▶ _AIM OF THE TASK_
List each line of the items below that contains the word "rough", copying every such line in full.

▶ _MATERIAL SUPPLIED_
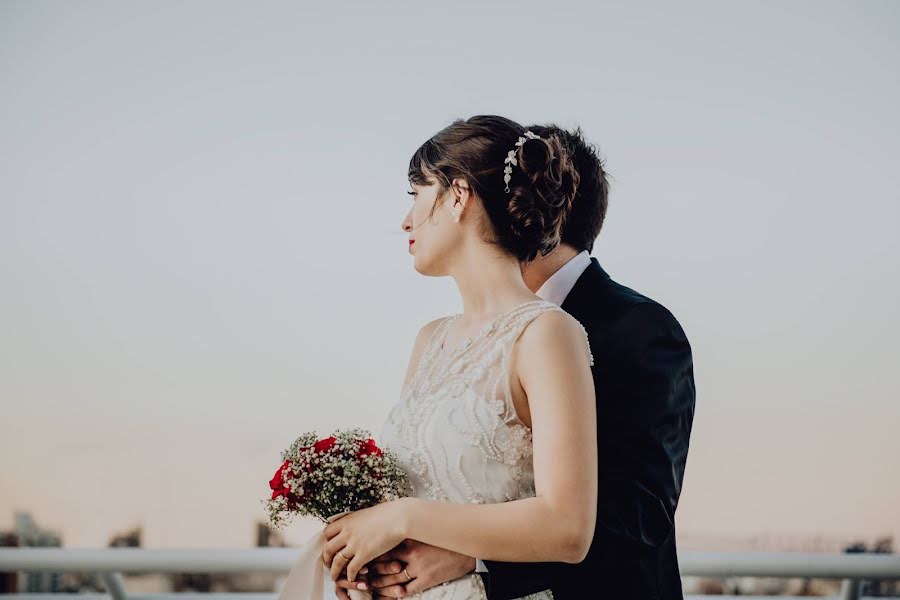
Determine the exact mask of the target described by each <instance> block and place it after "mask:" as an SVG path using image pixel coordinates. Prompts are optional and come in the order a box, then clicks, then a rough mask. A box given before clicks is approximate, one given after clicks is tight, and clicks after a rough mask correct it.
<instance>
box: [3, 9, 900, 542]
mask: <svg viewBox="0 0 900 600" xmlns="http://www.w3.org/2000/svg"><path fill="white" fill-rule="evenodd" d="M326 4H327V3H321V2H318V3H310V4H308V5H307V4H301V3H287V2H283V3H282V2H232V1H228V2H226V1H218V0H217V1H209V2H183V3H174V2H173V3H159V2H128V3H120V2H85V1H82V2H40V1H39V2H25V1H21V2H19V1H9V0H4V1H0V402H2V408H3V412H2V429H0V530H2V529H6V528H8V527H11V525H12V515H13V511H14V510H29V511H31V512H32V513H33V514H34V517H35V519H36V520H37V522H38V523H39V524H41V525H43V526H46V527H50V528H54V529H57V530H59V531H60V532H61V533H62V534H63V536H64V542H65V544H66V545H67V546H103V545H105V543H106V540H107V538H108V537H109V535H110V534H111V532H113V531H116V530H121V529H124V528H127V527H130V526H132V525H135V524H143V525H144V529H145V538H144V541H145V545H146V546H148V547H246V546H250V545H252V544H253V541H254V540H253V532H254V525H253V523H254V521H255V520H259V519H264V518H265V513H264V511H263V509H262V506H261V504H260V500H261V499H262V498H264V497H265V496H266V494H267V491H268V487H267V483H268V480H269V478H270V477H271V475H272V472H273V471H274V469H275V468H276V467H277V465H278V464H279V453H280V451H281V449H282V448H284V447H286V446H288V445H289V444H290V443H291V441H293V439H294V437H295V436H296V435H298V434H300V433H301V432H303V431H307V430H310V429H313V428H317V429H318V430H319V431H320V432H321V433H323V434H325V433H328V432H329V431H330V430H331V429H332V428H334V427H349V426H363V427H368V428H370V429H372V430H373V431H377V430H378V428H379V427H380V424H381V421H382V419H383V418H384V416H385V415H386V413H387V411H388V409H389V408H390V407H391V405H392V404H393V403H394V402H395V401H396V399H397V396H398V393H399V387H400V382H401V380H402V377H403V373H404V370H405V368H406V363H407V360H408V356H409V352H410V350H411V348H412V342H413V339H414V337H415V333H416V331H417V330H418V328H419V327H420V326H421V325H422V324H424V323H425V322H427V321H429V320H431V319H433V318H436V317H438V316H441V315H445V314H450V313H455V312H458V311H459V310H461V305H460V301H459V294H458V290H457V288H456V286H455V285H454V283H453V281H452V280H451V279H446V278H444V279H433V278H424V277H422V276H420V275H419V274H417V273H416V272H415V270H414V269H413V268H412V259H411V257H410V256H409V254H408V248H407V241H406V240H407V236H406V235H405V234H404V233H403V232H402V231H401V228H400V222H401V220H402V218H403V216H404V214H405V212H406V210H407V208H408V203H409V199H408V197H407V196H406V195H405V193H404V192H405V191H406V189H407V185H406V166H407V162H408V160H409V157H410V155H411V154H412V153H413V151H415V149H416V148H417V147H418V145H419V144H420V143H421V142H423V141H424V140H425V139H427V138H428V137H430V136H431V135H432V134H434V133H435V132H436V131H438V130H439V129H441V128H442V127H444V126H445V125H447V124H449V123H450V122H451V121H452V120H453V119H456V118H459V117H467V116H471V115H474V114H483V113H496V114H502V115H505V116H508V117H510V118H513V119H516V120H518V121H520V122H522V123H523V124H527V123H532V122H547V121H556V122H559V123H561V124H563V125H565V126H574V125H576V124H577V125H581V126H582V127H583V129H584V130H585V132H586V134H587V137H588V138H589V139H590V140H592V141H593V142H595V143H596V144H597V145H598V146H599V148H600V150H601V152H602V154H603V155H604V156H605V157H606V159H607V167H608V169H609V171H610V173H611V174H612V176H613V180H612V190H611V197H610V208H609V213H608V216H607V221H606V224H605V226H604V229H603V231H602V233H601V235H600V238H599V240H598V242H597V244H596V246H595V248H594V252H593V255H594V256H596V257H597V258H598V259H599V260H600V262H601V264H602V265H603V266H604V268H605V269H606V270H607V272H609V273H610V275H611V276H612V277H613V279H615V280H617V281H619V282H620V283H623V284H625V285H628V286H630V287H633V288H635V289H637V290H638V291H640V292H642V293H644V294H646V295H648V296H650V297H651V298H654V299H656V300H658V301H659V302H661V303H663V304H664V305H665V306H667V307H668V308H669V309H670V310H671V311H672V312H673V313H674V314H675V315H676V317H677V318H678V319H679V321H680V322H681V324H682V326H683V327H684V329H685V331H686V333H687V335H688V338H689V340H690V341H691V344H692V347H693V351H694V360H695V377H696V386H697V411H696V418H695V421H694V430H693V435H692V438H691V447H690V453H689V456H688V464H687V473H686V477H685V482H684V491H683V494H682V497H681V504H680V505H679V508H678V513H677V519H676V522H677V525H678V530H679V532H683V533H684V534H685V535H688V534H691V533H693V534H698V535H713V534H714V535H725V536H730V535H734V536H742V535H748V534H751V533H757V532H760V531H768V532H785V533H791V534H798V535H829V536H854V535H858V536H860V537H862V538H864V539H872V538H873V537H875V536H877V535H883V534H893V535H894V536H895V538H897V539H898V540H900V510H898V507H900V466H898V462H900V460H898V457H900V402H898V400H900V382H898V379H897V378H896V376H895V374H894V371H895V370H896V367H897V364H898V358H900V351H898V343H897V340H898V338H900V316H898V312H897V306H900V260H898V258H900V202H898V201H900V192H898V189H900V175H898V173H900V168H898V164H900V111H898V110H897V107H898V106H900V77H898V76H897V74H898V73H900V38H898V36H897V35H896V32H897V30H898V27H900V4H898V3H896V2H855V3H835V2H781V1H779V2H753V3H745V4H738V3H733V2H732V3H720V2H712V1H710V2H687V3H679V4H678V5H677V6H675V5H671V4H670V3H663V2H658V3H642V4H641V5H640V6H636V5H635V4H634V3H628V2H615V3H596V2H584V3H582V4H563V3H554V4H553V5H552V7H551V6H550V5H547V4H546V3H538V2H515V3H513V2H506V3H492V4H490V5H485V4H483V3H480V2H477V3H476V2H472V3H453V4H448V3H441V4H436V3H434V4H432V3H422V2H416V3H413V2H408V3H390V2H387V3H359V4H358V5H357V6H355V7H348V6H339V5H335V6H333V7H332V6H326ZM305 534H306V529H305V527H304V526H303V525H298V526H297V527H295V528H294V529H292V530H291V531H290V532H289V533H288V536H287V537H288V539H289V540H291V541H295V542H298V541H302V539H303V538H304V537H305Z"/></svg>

...

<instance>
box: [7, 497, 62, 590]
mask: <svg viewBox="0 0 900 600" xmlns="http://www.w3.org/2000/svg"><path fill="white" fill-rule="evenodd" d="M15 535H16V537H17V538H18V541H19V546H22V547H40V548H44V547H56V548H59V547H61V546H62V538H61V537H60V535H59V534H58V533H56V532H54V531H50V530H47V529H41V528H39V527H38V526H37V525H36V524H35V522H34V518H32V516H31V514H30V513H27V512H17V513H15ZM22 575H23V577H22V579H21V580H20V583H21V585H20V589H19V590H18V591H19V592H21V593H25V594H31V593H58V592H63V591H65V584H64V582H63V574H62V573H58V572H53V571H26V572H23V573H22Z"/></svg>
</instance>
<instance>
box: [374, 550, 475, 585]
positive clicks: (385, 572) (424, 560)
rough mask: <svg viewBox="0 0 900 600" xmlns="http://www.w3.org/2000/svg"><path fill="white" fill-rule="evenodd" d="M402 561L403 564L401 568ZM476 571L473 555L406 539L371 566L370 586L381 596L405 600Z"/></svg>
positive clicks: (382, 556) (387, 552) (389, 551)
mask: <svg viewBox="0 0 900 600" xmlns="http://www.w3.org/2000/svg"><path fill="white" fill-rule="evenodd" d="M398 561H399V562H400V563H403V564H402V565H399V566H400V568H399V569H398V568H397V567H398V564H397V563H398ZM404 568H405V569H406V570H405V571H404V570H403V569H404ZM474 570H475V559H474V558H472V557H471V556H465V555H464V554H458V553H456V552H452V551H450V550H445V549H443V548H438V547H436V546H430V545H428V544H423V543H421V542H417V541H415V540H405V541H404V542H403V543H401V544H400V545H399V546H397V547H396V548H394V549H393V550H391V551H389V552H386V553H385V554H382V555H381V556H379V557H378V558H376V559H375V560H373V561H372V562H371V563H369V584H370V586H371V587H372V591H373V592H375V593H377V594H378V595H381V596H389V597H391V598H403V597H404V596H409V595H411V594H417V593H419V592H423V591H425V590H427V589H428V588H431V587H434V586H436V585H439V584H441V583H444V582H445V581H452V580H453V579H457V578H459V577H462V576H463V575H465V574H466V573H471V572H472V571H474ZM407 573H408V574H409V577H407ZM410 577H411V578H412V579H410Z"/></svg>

---

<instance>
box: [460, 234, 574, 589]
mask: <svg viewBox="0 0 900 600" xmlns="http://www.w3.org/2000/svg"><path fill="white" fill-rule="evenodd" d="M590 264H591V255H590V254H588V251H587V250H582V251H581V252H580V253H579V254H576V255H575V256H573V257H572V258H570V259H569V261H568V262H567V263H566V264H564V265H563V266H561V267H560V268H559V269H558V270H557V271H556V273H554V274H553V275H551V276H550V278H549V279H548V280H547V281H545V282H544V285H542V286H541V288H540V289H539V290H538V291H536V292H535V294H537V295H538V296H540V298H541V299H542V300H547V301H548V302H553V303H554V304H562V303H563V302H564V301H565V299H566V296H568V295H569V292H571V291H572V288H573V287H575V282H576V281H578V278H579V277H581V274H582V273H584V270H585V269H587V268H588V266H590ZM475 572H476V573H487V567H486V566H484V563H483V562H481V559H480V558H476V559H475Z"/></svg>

▶ _SOLUTION_
Determine the exact mask of the target described by each <instance> block and place it after "mask:" as an SVG path using image pixel coordinates. Prompts are optional and come in the order a box, then clicks, then a rough mask. A box given before clicks is approximate, one given after clicks is tight, and clicks after a rough mask correct it.
rough mask: <svg viewBox="0 0 900 600" xmlns="http://www.w3.org/2000/svg"><path fill="white" fill-rule="evenodd" d="M402 561L403 564L401 568ZM476 571L473 555L406 539L371 566L370 586L381 596L405 600Z"/></svg>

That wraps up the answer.